### [WHAT YOU SHOULD DO]
Reproduce each of the following records line for line, with no changes.

Location identification entries:
## begin

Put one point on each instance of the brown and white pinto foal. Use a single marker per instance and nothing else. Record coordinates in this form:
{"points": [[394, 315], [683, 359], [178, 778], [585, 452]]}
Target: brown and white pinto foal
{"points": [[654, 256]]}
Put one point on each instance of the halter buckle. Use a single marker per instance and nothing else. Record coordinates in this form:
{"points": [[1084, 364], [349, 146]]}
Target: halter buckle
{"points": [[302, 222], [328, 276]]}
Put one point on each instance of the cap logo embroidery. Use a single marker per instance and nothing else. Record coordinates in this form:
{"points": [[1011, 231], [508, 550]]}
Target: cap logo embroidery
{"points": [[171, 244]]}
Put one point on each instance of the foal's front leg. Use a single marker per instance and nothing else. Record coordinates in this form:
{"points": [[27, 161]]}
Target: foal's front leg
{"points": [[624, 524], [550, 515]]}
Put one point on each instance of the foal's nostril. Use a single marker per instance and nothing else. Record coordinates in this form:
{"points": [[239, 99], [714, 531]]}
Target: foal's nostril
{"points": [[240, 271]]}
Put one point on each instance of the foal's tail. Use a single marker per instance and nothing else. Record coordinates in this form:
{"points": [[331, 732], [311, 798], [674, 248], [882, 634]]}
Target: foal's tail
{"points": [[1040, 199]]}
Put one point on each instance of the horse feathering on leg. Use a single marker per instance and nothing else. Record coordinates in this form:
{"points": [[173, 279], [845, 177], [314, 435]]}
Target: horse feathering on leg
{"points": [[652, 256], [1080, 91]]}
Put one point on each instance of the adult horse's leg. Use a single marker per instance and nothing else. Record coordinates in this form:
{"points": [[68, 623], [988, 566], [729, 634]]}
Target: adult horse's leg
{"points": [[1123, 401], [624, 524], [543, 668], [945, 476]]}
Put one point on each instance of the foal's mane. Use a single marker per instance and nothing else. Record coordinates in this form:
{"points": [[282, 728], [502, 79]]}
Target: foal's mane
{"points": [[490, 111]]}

## end

### [CORRECT RESPONSE]
Put one point on each instance of the brown and white pinto foal. Use a single marker per instance and nothing else. Record coordinates in this form:
{"points": [[394, 315], [683, 359], [178, 778], [585, 452]]}
Target: brown and white pinto foal
{"points": [[654, 256]]}
Put one point on each instance of the halter buckle. Use a single marker per instance and nothing else. Record coordinates in this form:
{"points": [[1084, 364], [349, 146]]}
Target: halter buckle
{"points": [[302, 222], [328, 276]]}
Put one point on each instance of the cap logo embroidery. Use a single marker per instance and nothing else. Record coordinates in this form:
{"points": [[1011, 231], [508, 550]]}
Target: cap logo embroidery
{"points": [[171, 244]]}
Put one point on each instance of the foal's front leg. Use a single marker per instance and nothing else. Record coordinates in this form:
{"points": [[27, 161]]}
Target: foal's front leg
{"points": [[624, 524], [550, 515]]}
Put one point on each instance of the foal's nostril. Use a single marker per instance and nothing else. Record coordinates in this form:
{"points": [[239, 99], [714, 531]]}
Target: foal's nostril
{"points": [[240, 271]]}
Put one point on each instance of the foal's tail. Use a single marker per instance and nothing else. Record coordinates in this form:
{"points": [[331, 732], [311, 798], [674, 248], [882, 634]]}
Target: foal's tail
{"points": [[1040, 199]]}
Put one point on each instance of the horse feathering on leg. Use a single marker per instance and nothing else. Record coordinates in this form:
{"points": [[173, 279], [845, 177], [314, 435]]}
Target: horse feathering on leg
{"points": [[652, 256], [1080, 91]]}
Put one point on each instance of the adult horse's leg. Use a single marker per instance and nothing else. Record coordinates in this form:
{"points": [[68, 623], [988, 566], [729, 634]]}
Target: adult horse's leg
{"points": [[1123, 401], [624, 524], [543, 668], [945, 476]]}
Put one point on each instance of the foal's mane. Use a single marker per instance and nothing else. Record coordinates in this form:
{"points": [[282, 728], [502, 79]]}
Target: foal's mane
{"points": [[490, 111]]}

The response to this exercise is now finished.